EXERCISE REQUIREMENTS
Identify every line in the records below that contains the string "array", treating uppercase and lowercase as different, and copy each of those lines in full.

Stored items
────────────────

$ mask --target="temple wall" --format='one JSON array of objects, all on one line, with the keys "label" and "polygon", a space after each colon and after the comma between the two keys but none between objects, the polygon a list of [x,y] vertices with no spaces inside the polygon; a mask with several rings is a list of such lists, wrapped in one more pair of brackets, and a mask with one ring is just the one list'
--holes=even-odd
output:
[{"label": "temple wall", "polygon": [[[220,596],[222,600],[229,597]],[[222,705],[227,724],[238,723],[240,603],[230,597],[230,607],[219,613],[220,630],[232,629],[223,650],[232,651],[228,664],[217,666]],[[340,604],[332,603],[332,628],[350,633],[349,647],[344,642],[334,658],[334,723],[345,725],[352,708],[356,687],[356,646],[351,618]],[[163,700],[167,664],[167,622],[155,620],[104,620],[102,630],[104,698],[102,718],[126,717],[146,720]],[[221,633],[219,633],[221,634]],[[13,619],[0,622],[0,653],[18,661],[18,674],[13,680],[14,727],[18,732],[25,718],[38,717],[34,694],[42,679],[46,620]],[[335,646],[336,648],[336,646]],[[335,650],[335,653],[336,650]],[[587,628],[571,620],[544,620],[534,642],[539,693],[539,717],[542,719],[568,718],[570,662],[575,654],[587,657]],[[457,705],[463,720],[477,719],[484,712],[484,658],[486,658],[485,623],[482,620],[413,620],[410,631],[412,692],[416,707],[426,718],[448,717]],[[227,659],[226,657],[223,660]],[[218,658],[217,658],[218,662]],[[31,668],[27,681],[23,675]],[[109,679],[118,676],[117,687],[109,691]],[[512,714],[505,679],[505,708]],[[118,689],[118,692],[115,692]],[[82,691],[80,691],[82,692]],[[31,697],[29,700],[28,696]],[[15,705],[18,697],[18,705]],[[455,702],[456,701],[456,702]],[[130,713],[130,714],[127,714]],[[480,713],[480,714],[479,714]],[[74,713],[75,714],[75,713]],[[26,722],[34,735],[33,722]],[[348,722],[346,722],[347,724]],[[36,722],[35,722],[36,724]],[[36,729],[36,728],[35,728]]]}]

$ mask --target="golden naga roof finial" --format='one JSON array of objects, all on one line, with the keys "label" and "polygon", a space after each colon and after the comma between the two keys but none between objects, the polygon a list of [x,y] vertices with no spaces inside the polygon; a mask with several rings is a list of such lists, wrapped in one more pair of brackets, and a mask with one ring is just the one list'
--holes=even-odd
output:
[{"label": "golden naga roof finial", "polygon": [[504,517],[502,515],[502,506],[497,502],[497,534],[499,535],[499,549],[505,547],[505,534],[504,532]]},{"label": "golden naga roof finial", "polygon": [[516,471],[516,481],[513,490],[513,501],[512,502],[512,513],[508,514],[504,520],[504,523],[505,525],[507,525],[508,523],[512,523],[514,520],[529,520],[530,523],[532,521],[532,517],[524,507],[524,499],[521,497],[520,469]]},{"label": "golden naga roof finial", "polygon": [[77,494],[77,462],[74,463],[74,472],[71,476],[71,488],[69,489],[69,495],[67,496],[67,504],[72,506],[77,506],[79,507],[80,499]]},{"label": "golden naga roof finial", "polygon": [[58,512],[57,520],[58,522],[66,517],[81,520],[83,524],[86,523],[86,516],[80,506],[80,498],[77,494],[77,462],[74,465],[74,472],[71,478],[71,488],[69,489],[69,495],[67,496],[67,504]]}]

────────────────

TASK ANSWER
$ mask --target="temple wall" --format='one JSON array of objects, all on one line, with the keys "label" and "polygon", a space after each colon and after the comma between the two keys but none between objects, the polygon a list of [x,y] vertices with no spaces inside the polygon; a mask with several rings is a list of such lists, wrapped in one more pair of brackets, and a mask with one ring is just the one list'
$ mask --target="golden naga roof finial" --format='one JSON array of objects, all on one line, with the keys "label" and "polygon", a space after each colon and after the comma between the two keys but none between objects, the polygon a list of [x,y] vertices with no spaces inside the polygon; a mask with several rings is a list of such lists, wrapped in one more pair of brackets, and a mask with one ring is just the one list'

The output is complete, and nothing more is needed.